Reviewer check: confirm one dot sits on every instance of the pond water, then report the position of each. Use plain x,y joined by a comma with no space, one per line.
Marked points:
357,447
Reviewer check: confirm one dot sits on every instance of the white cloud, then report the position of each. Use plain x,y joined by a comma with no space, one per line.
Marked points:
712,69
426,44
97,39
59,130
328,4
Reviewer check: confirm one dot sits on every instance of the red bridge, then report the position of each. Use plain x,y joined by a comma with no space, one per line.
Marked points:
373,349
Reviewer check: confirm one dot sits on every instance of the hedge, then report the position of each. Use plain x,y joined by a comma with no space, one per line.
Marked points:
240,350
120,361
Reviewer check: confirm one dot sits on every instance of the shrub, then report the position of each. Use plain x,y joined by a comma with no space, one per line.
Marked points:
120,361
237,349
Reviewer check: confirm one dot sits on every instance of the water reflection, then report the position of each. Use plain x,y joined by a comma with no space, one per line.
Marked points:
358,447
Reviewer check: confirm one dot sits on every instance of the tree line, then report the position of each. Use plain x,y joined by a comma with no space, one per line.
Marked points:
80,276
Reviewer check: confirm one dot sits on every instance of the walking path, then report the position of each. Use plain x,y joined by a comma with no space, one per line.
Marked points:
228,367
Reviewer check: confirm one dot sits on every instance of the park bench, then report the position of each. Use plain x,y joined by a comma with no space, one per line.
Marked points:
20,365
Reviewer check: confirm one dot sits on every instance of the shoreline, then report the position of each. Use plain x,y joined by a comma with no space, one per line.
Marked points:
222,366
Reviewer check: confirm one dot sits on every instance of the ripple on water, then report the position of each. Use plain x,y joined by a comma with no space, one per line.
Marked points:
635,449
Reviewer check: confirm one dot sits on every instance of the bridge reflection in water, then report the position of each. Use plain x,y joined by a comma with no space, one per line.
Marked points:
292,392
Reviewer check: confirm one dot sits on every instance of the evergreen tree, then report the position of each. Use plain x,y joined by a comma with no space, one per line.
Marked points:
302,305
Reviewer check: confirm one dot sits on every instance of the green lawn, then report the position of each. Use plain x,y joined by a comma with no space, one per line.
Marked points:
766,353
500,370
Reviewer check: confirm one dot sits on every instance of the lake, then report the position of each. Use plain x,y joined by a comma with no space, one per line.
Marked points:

→ **Required action**: Your task is to transcribe the material, which must come out exactly as written.

→ **Task response**:
Reviewer check: confirm one dot sits on every instance of the pond water, then report the position of each. Use plain x,y joined by a comma with no space, one per line.
Marked points:
357,447
Reviewer check: confirm one dot sits on every instance of the white cloud, then report the position of each. Use plain x,y joined by a comma with no space, one per line.
Marked points:
712,69
426,44
97,39
59,130
328,4
Reviewer check: confirm one dot sits on every instance of the red bridge, then report the position of each. Use plain x,y joined by a comma with no space, one per line.
Marked points:
373,349
Reviewer check: confirm one dot sits on every instance of the hedge, then report the position of each. Use plain x,y joined by a comma with no space, one per line.
Marked points:
240,350
120,361
Reviewer check: confirm one dot sits on every instance of the shrub, then report the position of each. Use plain x,y joined by a comma with no space, one per line.
Marked points:
120,361
237,349
Reviewer check: confirm one dot sits on every instance of the water reflection, then report the position of each. Use plain x,y joined by a comma with no space, one per line.
Marked points:
358,447
Reviewer check: confirm one dot sits on every instance of the tree line, then report the position of each. Use plain x,y joined by a comma with no space, one per line.
Marked points:
80,276
Reviewer check: confirm one dot sits on every instance of the walking path, then report the position of each. Use plain x,y joined by a comma with no space, one per line.
Marked points:
228,367
Reviewer check: confirm one dot sits on every instance of the park bench, then report the position of each. Use plain x,y joined by a comma with no space, one per line.
Marked points:
20,365
Reviewer check: confirm one dot sits on every instance of the shoreline, then report the position of each. Use plain x,y joined by a comma with no space, one per line.
Marked points:
222,366
Reviewer check: confirm one dot sits on every instance of the ripple on water, then report the position of each. Use plain x,y joined by a comma with no space, one per line.
Marked points:
635,449
Reviewer check: confirm one dot sits on every instance of the bridge reflection in water, then report the position of each. Use plain x,y joined by a comma with no space, one per line.
Marked points:
292,392
Reviewer check: confirm one dot sits on every instance of the evergreen tree, then report the position of each. Use plain x,y joined by a comma with no space, one per line.
Marked points:
302,305
Reviewer check: confirm one dot sits on every instance of the green lawn, then report the position of each. Use plain x,y joined by a comma with no space, one per line.
Marked points:
766,353
500,370
Reviewer check: confirm one dot sits on every instance of the lake, then report the position of each. Use plain x,y joined by a comma with no space, one per line.
Marked points:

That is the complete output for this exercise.